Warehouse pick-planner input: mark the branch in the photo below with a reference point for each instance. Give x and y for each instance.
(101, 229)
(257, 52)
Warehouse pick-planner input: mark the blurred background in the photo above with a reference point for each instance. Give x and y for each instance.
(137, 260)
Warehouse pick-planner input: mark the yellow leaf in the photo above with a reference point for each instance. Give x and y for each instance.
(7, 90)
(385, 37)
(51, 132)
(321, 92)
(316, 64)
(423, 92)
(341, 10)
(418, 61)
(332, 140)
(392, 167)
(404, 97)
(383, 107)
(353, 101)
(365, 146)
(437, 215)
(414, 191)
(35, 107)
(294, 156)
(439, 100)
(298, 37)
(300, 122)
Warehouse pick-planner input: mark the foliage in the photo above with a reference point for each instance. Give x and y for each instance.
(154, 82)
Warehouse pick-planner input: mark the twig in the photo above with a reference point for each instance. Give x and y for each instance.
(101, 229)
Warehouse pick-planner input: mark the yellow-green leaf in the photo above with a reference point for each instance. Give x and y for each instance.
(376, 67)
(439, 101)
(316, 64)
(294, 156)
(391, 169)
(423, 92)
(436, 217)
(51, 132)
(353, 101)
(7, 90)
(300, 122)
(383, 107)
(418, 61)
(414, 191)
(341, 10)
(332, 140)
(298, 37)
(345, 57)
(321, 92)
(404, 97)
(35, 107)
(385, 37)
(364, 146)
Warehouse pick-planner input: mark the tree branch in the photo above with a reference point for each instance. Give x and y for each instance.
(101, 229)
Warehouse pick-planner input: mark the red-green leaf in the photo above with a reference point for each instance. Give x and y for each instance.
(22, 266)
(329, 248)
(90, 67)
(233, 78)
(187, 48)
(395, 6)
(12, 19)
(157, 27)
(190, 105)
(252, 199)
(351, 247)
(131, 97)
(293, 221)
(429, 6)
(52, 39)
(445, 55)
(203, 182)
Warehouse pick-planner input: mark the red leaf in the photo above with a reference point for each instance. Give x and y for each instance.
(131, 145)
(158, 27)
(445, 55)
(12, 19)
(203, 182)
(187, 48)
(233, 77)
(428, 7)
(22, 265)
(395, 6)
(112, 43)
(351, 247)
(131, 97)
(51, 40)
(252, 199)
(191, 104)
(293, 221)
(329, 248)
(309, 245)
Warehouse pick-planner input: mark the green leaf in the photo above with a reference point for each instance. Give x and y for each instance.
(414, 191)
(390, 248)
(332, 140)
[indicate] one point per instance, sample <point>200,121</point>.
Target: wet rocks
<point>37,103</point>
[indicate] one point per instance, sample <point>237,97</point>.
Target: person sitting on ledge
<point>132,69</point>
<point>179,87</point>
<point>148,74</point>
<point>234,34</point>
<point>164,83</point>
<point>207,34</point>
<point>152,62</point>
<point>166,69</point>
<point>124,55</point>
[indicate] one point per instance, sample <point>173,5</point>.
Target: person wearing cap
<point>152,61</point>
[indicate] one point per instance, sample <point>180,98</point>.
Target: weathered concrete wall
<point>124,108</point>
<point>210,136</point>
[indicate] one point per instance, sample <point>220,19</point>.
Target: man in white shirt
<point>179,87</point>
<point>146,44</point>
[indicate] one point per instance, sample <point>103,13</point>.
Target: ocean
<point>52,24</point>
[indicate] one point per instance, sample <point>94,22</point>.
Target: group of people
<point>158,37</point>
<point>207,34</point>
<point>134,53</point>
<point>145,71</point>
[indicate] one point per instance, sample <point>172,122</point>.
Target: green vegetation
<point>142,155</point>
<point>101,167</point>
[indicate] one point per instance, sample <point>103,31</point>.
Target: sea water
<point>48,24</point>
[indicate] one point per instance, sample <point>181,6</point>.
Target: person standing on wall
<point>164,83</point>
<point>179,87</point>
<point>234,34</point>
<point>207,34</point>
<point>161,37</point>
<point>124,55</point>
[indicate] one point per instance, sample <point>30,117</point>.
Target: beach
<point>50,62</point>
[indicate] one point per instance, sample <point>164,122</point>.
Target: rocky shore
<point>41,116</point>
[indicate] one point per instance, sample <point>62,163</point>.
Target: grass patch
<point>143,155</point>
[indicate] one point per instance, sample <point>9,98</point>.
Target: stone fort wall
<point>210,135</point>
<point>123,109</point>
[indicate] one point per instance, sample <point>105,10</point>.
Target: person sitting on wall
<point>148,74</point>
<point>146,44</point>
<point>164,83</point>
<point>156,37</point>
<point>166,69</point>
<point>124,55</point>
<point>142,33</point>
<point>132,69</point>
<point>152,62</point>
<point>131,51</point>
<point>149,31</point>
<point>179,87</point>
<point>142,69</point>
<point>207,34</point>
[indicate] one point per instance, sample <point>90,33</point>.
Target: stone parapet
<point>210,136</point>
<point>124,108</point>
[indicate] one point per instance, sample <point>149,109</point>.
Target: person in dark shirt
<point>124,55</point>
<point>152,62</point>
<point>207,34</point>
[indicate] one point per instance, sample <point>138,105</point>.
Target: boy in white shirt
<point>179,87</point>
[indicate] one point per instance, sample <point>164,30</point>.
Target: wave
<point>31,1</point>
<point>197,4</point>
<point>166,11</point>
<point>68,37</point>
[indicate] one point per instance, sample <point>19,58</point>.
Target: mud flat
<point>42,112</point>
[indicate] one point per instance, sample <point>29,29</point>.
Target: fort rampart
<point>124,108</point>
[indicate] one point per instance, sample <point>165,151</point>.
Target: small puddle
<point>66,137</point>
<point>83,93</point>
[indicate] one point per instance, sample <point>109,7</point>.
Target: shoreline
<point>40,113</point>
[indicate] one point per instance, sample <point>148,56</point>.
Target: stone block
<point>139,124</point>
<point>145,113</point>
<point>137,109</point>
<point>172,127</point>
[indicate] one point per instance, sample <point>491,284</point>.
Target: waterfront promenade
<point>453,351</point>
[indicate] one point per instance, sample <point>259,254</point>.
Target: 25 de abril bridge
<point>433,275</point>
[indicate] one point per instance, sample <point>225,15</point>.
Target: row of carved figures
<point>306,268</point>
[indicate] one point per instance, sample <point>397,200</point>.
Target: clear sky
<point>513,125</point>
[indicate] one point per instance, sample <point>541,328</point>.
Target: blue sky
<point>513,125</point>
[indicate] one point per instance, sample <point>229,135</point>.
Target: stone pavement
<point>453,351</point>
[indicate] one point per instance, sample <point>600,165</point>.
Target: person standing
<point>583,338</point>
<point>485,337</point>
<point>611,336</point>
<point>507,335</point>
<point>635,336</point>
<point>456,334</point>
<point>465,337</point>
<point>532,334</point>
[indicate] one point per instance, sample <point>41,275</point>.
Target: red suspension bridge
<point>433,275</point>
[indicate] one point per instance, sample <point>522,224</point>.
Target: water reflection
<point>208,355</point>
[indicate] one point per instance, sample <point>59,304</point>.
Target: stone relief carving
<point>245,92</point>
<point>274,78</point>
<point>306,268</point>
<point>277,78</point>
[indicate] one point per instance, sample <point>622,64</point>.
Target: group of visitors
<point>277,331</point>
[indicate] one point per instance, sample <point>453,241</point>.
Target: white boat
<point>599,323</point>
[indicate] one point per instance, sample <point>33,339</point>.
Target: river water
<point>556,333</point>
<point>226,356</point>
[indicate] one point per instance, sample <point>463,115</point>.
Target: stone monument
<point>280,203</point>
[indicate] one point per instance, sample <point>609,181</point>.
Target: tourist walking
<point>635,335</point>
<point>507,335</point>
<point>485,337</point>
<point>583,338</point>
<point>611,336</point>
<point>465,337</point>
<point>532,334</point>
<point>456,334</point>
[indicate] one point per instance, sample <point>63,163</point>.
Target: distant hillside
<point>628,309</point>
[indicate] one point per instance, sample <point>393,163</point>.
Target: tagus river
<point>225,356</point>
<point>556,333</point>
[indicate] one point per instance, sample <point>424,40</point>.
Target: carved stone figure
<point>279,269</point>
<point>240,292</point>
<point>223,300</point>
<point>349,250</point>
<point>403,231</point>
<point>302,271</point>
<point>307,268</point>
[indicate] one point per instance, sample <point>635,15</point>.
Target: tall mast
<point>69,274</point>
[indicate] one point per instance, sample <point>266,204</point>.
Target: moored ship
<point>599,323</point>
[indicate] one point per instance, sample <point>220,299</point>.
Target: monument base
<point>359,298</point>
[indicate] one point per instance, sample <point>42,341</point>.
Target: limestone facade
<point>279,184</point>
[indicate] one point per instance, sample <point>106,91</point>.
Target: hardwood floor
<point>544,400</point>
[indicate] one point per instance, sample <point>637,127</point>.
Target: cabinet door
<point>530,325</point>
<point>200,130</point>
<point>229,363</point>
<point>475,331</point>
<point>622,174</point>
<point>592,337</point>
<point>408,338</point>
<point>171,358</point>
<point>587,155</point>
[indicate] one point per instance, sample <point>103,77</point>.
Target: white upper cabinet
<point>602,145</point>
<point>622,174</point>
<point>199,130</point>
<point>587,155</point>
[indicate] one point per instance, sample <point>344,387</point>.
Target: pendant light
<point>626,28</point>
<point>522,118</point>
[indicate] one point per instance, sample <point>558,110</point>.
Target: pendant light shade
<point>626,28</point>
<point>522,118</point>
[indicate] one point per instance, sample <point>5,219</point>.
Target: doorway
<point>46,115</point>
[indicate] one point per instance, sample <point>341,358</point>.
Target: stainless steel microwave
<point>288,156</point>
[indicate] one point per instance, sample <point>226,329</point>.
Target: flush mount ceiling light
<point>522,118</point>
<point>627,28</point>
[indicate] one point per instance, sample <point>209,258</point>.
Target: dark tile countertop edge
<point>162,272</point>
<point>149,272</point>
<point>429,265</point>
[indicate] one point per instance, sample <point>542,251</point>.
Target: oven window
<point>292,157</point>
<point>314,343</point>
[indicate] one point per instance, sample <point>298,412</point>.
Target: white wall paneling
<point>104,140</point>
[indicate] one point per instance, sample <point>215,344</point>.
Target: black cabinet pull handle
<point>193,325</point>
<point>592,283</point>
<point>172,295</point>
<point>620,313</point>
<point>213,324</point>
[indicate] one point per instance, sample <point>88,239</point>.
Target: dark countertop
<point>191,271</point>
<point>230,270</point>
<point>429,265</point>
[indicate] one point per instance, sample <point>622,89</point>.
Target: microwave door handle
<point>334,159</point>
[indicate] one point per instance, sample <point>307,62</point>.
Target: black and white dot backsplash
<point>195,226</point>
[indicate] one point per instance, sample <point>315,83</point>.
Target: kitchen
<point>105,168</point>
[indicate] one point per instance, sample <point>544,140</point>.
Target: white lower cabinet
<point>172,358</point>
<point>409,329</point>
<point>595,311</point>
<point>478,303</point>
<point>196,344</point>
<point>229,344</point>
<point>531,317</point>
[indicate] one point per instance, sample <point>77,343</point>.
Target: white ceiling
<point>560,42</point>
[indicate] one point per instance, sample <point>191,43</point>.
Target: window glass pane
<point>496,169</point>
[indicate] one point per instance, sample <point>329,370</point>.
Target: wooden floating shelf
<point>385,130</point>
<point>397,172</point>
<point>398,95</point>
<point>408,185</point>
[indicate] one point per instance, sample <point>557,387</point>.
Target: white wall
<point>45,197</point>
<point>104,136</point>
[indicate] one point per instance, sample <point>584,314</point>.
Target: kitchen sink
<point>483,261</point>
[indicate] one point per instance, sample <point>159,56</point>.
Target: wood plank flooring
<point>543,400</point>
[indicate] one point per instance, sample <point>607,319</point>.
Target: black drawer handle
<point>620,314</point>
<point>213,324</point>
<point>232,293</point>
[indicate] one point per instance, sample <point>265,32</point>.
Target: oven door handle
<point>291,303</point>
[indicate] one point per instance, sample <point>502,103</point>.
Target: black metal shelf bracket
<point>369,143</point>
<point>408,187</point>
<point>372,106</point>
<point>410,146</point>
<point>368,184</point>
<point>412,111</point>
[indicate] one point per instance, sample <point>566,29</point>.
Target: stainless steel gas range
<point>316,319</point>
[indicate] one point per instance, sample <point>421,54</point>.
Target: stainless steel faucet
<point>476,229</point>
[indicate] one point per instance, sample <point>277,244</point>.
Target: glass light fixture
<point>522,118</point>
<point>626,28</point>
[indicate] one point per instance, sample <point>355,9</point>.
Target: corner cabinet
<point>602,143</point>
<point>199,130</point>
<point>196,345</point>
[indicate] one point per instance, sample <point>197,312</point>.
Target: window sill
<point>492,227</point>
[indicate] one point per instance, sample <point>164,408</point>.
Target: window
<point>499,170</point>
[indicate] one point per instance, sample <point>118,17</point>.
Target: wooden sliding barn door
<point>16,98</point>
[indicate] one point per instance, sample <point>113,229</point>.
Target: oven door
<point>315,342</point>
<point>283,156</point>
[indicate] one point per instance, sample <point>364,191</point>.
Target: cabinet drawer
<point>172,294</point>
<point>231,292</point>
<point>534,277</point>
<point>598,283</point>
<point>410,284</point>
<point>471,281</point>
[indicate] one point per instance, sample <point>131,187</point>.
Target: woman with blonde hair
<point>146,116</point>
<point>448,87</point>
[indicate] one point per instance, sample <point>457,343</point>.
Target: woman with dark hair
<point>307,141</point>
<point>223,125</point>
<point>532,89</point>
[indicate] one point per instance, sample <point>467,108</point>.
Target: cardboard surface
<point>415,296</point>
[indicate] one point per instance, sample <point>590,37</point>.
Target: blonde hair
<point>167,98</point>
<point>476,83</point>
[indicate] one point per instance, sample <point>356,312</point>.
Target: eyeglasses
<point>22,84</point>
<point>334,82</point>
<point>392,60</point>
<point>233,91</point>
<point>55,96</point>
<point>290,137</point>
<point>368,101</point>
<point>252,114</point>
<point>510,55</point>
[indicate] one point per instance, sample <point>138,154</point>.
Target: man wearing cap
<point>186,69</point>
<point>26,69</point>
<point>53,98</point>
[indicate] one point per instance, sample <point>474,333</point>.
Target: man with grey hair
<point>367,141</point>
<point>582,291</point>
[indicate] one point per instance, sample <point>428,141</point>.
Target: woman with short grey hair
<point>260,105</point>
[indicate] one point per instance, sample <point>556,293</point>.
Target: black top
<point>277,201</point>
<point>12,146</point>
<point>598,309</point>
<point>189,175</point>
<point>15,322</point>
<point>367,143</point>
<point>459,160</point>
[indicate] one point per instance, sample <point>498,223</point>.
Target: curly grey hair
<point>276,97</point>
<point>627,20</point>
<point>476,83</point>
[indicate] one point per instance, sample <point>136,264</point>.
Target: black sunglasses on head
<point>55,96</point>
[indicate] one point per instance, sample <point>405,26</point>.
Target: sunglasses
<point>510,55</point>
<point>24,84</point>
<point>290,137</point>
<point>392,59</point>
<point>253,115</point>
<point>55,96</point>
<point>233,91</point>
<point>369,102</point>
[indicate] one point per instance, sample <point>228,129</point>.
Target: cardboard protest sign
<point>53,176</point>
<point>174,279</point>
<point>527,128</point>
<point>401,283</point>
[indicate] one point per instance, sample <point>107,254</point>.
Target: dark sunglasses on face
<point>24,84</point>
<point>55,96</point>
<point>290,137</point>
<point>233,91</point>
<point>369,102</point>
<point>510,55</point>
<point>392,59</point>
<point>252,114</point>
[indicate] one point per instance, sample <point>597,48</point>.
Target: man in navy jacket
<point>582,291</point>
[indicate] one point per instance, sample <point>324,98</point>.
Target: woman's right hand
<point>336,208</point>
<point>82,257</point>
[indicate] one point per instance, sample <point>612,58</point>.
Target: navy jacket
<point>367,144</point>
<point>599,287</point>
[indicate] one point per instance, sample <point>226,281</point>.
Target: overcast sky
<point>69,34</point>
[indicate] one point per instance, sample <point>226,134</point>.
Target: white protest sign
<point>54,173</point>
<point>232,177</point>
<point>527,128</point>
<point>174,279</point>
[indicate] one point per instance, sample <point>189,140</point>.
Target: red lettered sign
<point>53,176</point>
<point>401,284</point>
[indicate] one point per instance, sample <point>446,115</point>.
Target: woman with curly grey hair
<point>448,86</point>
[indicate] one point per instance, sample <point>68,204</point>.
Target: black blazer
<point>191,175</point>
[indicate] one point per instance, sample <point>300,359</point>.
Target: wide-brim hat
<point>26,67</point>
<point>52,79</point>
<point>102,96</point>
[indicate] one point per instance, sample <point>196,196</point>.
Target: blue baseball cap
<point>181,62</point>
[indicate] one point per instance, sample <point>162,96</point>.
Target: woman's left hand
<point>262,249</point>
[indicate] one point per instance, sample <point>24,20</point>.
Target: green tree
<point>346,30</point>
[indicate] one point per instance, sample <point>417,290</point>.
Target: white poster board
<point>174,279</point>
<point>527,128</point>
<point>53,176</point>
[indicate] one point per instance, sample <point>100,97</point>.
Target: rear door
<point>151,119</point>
##########
→ **Set task**
Rewrite every row from the line containing "[indicate] one point per instance, sample <point>307,62</point>." down to the line containing "<point>496,169</point>", replacing "Target" with "Label" and keeping everything else the same.

→ **Right answer**
[indicate] one point per instance, sample <point>307,62</point>.
Label: black and white dot backsplash
<point>195,226</point>
[indicate] one point per instance, sample <point>315,83</point>.
Label: kitchen
<point>105,168</point>
[indicate] one point per instance, sample <point>544,140</point>.
Label: white lower cabinet
<point>172,358</point>
<point>409,329</point>
<point>595,311</point>
<point>478,303</point>
<point>196,344</point>
<point>229,344</point>
<point>531,317</point>
[indicate] one point per instance, sample <point>77,343</point>.
Label: white ceiling
<point>560,42</point>
[indicate] one point per instance, sample <point>191,43</point>.
Label: window glass pane
<point>496,169</point>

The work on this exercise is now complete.